- _Consigne 1_
Extrayez, s'il vous plaît, parmi les lignes qui suivent l'article ci-dessous, toutes celles qui contiennent le mot « truck ».

- _Extrait fourni_
>>>>>
Lyon (AFP) – L’enquête pour non-dénonciation d’abus sexuels sur mineurs commis par un prêtre du diocèse de Lyon, qui a éclaboussé l’une des personnalités les plus influentes de l’Église de France, le cardinal Philippe Barbarin, a été classée lundi sans suite par le parquet.

Au terme d’une enquête préliminaire ordonnée en mars, le parquet de Lyon, saisi de plusieurs plaintes visant directement le cardinal et d’autres membres de l’Église catholique, a estimé que les infractions reprochées n’étaient pas constituées.

L’enquête avait été ouverte pour non-dénonciation d’agressions sexuelles sur mineurs, commises par le Père Bernard Preynat sur d’ex-scouts lyonnais, et omission de porter secours de la part de la hiérarchie catholique.

Certaines des victimes du Père Bernard ont pris acte de cette décision. « C’est la décision du procureur de la République; elle lui appartient. Je ne suis pas positionné pour juger. Et nous, nous sommes sur un débat moral, pas juridique », a commenté François Devaux, l’un des membres fondateurs de l’association de victimes La Parole Libérée.

« Ce qui m’intéresse, c’est le débat de société: combien de temps les citoyens français vont accepter que des prêtres pédophiles soient en lien avec des enfants? » a ajouté M. Devaux.

« J’espère que c’est un point final à cette affaire et que le diocèse pourra travailler en commun avec les victimes qu’il n’a jamais considérées comme des adversaires », a déclaré l’un des avocats du cardinal Barbarin, Jean-Félix Luciani. « On a dit des choses terribles sur un homme et, fût-il un cardinal, il faut faire attention à ne pas piétiner son honneur. »
<<<<<
[Lignes d'un jeu de données]
>>>>>
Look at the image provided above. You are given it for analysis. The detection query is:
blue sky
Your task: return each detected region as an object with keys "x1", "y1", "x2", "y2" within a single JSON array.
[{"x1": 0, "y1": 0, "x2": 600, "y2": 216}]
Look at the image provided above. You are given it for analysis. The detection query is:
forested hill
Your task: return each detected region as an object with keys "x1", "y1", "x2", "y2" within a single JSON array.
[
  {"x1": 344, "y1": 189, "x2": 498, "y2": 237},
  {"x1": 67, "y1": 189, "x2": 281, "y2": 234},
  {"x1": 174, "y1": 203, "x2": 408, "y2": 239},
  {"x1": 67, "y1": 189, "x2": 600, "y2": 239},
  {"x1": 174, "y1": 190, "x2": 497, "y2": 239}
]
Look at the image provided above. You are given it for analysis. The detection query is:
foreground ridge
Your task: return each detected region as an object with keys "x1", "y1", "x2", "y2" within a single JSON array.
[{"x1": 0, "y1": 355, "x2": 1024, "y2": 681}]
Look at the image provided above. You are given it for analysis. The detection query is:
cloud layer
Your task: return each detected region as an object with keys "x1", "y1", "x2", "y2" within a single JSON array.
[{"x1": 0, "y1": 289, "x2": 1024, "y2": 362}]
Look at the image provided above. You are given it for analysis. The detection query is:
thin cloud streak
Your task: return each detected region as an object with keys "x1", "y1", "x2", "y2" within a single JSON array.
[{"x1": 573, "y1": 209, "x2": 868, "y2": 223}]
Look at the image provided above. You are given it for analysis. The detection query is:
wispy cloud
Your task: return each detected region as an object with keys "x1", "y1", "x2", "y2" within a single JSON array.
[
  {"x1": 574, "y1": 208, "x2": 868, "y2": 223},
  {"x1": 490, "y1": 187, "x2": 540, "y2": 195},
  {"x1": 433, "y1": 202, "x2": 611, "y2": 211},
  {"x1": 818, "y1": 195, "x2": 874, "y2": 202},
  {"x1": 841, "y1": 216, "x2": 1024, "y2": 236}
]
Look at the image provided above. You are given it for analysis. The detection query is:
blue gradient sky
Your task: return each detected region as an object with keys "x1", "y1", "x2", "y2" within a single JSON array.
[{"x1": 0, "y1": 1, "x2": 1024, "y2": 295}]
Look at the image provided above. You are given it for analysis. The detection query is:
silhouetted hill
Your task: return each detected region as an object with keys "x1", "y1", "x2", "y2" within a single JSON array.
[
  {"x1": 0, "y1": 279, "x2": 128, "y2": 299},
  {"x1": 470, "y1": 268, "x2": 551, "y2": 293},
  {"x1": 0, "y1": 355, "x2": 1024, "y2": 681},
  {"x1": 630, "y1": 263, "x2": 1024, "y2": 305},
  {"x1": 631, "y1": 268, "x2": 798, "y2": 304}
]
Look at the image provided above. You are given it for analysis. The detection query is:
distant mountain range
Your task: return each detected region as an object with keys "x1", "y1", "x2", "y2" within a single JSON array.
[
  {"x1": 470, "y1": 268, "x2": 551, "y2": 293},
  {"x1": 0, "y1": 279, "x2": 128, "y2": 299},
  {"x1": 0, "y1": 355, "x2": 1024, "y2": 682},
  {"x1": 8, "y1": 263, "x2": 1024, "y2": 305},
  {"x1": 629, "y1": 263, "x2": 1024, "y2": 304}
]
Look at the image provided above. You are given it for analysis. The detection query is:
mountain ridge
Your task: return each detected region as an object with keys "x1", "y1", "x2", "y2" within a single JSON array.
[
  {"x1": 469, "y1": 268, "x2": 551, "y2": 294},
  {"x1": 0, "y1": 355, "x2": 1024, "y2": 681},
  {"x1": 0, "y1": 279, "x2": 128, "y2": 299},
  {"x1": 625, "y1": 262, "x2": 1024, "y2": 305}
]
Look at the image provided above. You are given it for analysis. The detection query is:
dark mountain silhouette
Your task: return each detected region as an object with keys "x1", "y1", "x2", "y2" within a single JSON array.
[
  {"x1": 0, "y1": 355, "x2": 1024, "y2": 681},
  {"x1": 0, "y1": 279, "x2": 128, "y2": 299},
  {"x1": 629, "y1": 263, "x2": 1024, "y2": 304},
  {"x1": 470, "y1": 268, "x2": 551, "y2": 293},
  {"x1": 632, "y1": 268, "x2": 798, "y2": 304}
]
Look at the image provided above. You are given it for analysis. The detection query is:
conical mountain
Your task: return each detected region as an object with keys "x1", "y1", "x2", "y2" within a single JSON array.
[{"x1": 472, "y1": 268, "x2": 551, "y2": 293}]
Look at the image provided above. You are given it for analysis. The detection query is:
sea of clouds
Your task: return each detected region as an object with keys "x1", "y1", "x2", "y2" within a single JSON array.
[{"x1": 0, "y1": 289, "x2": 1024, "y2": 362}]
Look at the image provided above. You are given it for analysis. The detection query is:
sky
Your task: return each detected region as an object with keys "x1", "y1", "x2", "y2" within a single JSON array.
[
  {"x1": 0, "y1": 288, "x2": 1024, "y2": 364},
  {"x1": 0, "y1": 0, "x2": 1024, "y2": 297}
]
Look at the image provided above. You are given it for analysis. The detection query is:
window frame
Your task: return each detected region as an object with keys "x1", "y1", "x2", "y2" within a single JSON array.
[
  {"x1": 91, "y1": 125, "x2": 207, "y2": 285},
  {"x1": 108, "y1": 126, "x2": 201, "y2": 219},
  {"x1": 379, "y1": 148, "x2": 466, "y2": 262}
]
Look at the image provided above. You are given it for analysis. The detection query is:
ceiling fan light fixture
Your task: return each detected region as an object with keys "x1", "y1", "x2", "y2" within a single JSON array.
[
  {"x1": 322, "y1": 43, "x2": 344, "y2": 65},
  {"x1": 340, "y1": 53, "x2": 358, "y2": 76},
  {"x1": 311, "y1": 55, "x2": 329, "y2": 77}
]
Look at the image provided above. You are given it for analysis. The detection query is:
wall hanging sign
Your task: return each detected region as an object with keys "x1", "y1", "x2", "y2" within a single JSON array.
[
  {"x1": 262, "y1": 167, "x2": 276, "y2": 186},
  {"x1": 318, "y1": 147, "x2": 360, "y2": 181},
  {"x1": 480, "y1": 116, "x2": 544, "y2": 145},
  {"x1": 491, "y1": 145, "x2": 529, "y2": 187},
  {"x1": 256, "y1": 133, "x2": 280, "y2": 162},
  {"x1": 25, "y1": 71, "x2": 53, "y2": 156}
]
<<<<<
>>>>>
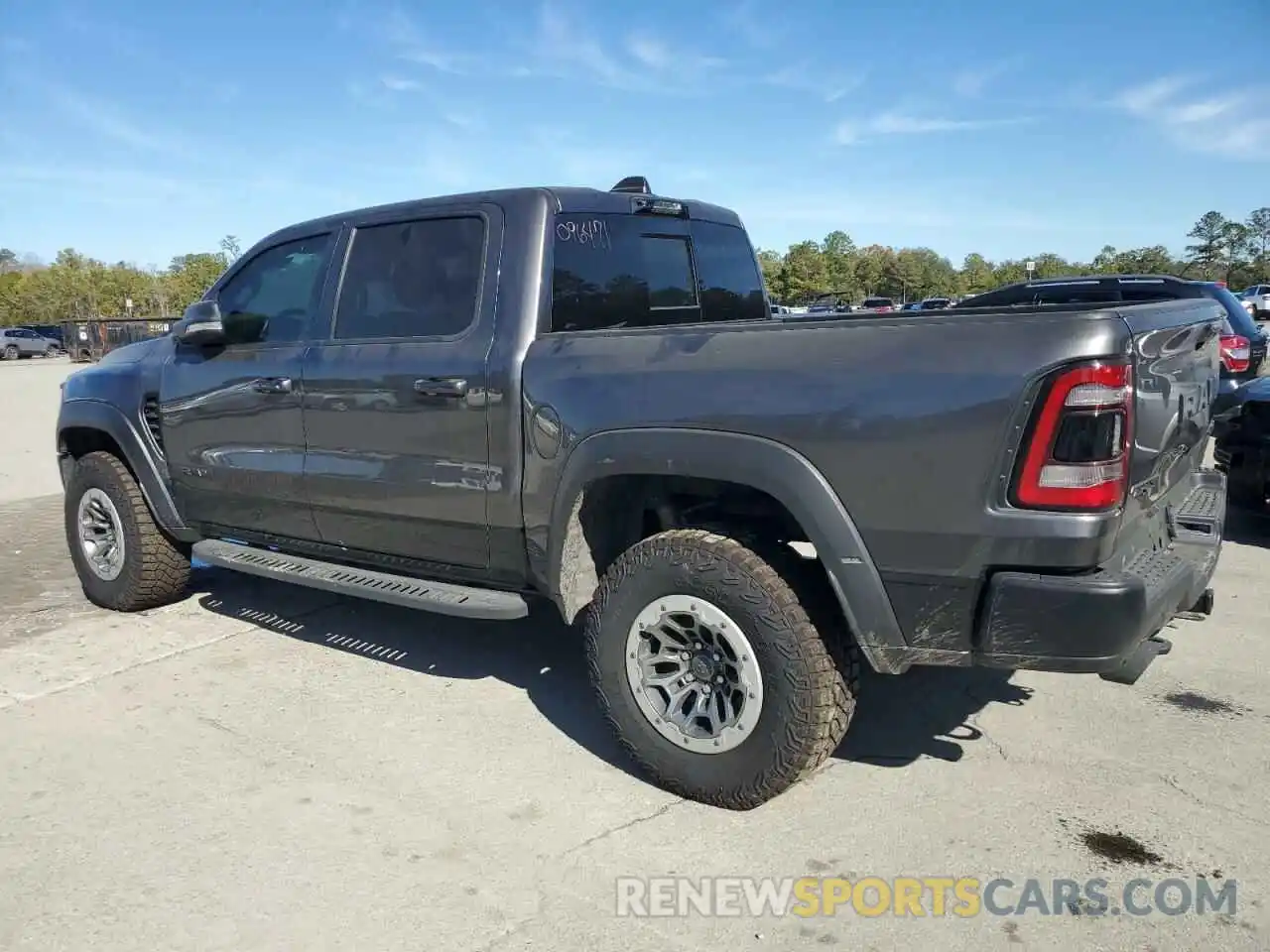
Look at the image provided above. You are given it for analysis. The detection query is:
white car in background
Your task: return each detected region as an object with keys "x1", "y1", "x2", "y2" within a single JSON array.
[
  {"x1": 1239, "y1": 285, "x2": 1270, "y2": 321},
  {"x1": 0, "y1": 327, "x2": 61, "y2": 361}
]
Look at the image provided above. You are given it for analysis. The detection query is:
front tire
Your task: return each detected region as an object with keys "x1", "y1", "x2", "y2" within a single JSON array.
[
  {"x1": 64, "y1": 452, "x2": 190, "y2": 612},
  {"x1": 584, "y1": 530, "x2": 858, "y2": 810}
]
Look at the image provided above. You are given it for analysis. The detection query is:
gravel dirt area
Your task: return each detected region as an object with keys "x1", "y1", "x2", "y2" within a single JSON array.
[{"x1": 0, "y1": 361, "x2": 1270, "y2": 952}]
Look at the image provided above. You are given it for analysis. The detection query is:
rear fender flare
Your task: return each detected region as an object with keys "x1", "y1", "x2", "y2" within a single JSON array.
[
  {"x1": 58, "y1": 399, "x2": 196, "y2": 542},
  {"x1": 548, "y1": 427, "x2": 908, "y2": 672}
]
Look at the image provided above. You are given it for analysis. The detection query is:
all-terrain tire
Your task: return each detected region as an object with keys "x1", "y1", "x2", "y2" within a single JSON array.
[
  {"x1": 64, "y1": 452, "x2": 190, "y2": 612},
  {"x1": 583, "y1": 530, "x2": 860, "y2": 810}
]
<<<<<
>>>>>
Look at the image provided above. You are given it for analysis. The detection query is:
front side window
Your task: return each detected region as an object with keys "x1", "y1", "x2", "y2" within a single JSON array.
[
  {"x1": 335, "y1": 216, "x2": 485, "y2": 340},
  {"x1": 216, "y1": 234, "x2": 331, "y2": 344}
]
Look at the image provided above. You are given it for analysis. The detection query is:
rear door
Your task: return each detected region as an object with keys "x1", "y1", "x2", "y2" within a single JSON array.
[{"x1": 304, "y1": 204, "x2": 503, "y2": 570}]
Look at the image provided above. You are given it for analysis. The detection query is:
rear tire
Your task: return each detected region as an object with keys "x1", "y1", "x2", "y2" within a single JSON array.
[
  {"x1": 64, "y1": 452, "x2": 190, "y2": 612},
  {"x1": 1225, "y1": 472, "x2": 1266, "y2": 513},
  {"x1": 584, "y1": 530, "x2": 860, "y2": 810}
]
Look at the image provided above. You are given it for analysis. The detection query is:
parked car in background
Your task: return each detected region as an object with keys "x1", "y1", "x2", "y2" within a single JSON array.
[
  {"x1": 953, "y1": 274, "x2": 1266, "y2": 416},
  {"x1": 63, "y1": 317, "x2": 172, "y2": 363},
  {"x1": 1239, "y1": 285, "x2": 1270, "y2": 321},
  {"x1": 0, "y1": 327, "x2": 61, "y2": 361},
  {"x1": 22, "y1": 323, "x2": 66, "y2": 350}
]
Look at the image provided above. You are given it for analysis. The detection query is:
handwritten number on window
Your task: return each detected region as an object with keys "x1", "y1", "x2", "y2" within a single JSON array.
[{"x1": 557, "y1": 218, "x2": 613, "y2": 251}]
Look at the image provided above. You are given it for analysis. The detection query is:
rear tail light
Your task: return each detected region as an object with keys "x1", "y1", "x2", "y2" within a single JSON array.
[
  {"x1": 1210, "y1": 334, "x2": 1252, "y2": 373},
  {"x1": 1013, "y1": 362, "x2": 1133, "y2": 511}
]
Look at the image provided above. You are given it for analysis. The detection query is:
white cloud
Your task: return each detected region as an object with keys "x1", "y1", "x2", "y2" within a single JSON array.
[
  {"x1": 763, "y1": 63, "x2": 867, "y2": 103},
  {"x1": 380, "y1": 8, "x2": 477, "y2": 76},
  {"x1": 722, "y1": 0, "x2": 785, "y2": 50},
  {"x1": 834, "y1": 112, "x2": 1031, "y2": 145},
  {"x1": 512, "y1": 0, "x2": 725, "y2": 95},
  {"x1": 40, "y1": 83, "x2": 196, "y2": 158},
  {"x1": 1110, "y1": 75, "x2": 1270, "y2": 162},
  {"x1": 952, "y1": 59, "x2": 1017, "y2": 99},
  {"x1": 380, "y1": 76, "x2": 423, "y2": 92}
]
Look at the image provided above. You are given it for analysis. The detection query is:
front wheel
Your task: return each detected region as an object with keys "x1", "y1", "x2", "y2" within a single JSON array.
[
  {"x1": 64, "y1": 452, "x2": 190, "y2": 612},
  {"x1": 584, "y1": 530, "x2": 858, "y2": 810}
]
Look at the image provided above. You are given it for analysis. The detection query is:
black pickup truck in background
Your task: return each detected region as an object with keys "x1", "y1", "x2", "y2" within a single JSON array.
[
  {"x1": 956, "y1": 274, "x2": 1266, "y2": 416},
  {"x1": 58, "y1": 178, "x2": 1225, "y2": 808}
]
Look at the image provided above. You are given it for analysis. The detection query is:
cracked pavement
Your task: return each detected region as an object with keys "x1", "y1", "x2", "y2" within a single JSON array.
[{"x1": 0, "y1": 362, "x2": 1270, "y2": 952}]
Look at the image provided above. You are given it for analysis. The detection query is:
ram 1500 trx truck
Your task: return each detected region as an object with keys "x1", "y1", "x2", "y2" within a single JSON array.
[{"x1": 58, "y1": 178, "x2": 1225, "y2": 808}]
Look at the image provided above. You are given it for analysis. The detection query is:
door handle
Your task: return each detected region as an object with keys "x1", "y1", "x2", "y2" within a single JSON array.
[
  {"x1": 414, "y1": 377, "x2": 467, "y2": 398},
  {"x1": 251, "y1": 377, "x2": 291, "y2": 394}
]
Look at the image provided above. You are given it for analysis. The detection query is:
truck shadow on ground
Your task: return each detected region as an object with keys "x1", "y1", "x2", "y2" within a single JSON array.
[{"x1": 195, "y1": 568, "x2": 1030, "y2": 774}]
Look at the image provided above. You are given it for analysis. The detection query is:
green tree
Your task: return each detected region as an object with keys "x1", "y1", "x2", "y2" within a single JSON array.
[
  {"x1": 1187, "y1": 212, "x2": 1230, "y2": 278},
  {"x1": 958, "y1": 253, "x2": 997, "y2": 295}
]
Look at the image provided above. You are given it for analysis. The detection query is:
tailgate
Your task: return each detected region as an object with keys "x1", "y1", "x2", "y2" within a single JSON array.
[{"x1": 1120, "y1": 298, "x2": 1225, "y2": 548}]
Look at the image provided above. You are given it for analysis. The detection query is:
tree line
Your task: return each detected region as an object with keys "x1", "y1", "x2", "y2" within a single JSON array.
<<<<<
- _Consigne 2_
Condensez sous forme de liste le paragraphe de l'article ci-dessus qui commence par « Au terme d'une enquête préliminaire », en conservant ses faits principaux.

- _Réponse correcte 1_
black pickup truck in background
ram 1500 trx truck
truck shadow on ground

- _Réponse correcte 2_
- Une enquête préliminaire a été ordonnée en mars.
- Le parquet de Lyon était saisi de plusieurs plaintes visant directement le cardinal et d'autres membres de l'Église catholique.
- Il a estimé que les infractions reprochées n'étaient pas constituées.